§ Excerpted text:
◇ ◇ ◇ ◇ ◇ ◇ ◇

Vance Construction Co. v. Duane White Land Corp., 120 N.C. App. 401 (1995)

Oct. 3, 1995 · North Carolina Court of Appeals · No. COA94-1250
120 N.C. App. 401

VANCE CONSTRUCTION COMPANY, INC., Plaintiff v. DUANE WHITE LAND CORPORATION, Defendant and EATON FERRY MARINA, INC., Intervenor

No. COA94-1250

(Filed 3 October 1995)

1. Appeal and Error § 118 (NCI4th)— denial of summary judgment — no review on appeal from trial on merits

The denial of a motion for summary judgment is not reviewable during appeal from a final judgment rendered in a trial on the merits.

Am Jur 2d, Appellate Review § 170.

*402Reviewability of order denying motion for summary judgment. 15 ALR3d 899.

2. Contracts § 144 (NCI4th)— counterclaim for defective construction — claim not dismissed — no error

The trial court did not err in denying plaintiffs motion to dismiss defendant’s counterclaim at the close of defendant’s evidence where defendant presented evidence that the construction completed by plaintiff was defective in several respects, that defendant was damaged as a result, and that a letter signed by the parties was merely a stage in the negotiations between the parties and not a final settlement.

Am Jur 2d, Building and Constructions Contracts § 129.

3. Appeal and Error § 486 (NCI4th)— trial by court without jury — competent evidence in record

Where a trial court sitting without a jury makes findings of fact, the sufficiency of those facts to support the judgment may be raised on appeal, and the standard of review on appeal is whether there is any competent evidence in the record to support the findings. In this case, there was competent evidence to support the trial court’s findings with regard to the parties’ contract to repair a building, the date that last work was performed, and the amount of damages.

Am Jnr 2d, Appellate Review § 663.

Appeal by plaintiff and defendant/intervenor from judgment entered 3 June 1994 by Judge Frank R. Brown in Warren County Superior Court. Heard in the Court of Appeals 24 August 1995.

Zollicoffer & Long, by Nicholas Long, Jr., for plaintiff - appellant-appellee.

Banzet, Banzet & Thompson, by Lewis A. Thompson, III, for defendant/intervenor-appellee-appellant.

WALKER, Judge.

On 16 February 1990, plaintiff and defendant executed a written contract whereby plaintiff agreed to construct a boat storage building on defendant’s property. Plaintiff commenced construction of the building on 16 March 1990. Thereafter, the parties entered into an oral *403agreement for the renovation of a sales and service building also located on defendant’s property.

Construction of the boat storage building was substantially completed on 29 June 1990 as evidenced by the issuance of a temporary occupancy certificate. The sales and service building was completed on 25 May 1990 as evidenced by an occupancy certificate. In January 1991, plaintiff performed additional work on the boat storage building.

◇ ◇ ◇ ◇ ◇ ◇ ◇

§ Excerpts of location labeling data:
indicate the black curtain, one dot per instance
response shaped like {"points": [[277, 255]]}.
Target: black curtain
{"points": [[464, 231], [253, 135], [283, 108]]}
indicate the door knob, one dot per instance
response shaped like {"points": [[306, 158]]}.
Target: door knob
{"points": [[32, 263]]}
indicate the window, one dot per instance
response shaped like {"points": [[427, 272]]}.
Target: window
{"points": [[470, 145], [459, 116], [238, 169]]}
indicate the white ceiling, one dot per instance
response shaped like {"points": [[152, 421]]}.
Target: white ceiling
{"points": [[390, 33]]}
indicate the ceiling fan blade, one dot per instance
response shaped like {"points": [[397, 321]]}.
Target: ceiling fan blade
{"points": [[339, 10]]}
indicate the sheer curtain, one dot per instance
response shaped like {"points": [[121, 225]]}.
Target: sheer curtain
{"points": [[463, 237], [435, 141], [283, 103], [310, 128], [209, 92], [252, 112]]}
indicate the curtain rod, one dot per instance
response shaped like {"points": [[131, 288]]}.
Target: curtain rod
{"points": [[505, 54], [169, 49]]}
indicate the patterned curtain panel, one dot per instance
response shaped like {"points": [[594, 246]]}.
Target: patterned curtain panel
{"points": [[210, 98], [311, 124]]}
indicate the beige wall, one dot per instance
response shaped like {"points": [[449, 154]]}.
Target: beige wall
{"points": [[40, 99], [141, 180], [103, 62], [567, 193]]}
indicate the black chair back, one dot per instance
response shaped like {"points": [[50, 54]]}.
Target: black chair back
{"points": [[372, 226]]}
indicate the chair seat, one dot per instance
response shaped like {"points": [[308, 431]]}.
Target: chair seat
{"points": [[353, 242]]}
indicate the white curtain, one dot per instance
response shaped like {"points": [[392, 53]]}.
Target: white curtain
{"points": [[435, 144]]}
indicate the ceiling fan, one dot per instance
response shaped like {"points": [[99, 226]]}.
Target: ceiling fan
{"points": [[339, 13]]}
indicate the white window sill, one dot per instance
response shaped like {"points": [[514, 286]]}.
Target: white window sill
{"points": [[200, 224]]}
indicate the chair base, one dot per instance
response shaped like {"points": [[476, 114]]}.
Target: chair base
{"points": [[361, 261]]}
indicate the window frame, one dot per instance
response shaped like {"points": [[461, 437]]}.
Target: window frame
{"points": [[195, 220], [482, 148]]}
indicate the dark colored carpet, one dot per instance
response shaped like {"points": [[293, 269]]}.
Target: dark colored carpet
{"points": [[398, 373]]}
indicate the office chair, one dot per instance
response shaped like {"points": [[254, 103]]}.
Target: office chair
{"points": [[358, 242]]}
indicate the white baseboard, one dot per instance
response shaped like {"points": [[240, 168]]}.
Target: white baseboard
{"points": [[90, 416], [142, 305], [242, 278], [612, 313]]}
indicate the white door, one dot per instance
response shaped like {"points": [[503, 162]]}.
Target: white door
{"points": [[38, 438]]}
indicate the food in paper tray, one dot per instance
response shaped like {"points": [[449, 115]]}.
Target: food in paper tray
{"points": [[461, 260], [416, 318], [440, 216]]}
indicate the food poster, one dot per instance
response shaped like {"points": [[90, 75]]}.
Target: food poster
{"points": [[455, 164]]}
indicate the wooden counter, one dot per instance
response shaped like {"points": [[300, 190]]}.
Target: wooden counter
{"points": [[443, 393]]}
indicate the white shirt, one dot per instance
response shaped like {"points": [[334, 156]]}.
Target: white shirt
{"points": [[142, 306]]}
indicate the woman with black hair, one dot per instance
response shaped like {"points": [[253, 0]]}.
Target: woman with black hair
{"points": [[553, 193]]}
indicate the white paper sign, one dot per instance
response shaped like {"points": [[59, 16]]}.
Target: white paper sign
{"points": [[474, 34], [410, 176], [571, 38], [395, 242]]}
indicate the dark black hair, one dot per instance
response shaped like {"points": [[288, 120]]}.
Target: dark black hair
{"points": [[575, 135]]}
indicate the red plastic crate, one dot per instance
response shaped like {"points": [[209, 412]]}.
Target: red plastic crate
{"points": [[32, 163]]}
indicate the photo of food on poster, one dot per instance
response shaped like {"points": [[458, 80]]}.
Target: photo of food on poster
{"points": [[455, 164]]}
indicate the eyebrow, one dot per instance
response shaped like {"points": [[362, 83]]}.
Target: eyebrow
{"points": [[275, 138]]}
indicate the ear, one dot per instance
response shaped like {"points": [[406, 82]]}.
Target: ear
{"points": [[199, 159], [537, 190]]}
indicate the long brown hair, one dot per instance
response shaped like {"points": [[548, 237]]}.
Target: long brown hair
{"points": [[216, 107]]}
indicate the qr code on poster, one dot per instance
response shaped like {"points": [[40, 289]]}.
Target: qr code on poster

◇ ◇ ◇ ◇ ◇ ◇ ◇

§ Requirements: Transcribe the passage of the court opinion from "Am Jnr 2d, Appellate" up to and including "located on defendant’s property.".

§ Exercise result:
Am Jnr 2d, Appellate Review § 663.

Appeal by plaintiff and defendant/intervenor from judgment entered 3 June 1994 by Judge Frank R. Brown in Warren County Superior Court. Heard in the Court of Appeals 24 August 1995.

Zollicoffer & Long, by Nicholas Long, Jr., for plaintiff - appellant-appellee.

Banzet, Banzet & Thompson, by Lewis A. Thompson, III, for defendant/intervenor-appellee-appellant.

WALKER, Judge.

On 16 February 1990, plaintiff and defendant executed a written contract whereby plaintiff agreed to construct a boat storage building on defendant’s property. Plaintiff commenced construction of the building on 16 March 1990. Thereafter, the parties entered into an oral *403agreement for the renovation of a sales and service building also located on defendant’s property.